* [WHAT THIS TASK INVOLVES]
Could all of the entries be written out exactly, with any pictures omitted?

* [SUPPLIED RECORDS]
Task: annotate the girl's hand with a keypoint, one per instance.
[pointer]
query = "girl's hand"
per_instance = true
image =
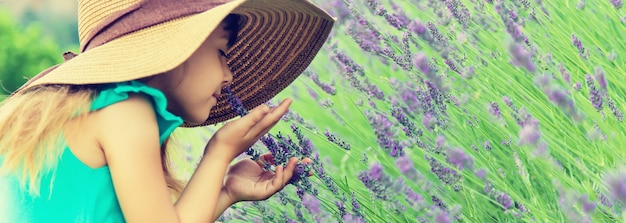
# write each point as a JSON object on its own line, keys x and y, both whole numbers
{"x": 237, "y": 136}
{"x": 246, "y": 180}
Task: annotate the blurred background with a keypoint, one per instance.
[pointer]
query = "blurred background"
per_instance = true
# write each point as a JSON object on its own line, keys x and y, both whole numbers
{"x": 34, "y": 33}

* [OUTPUT BELOW]
Task: annotate the girl's hand with a keypoint, one per instance.
[pointer]
query = "girl's hand"
per_instance = true
image =
# write each point as a JSON object on its own line, keys x and y, both whole numbers
{"x": 237, "y": 136}
{"x": 246, "y": 180}
Task: annotate the blurred background with a keypoint, one per instance.
[pointer]
query = "blurred background"
per_instance = true
# write each point as a JSON object on its own line, keys x and y, both whole numbers
{"x": 34, "y": 33}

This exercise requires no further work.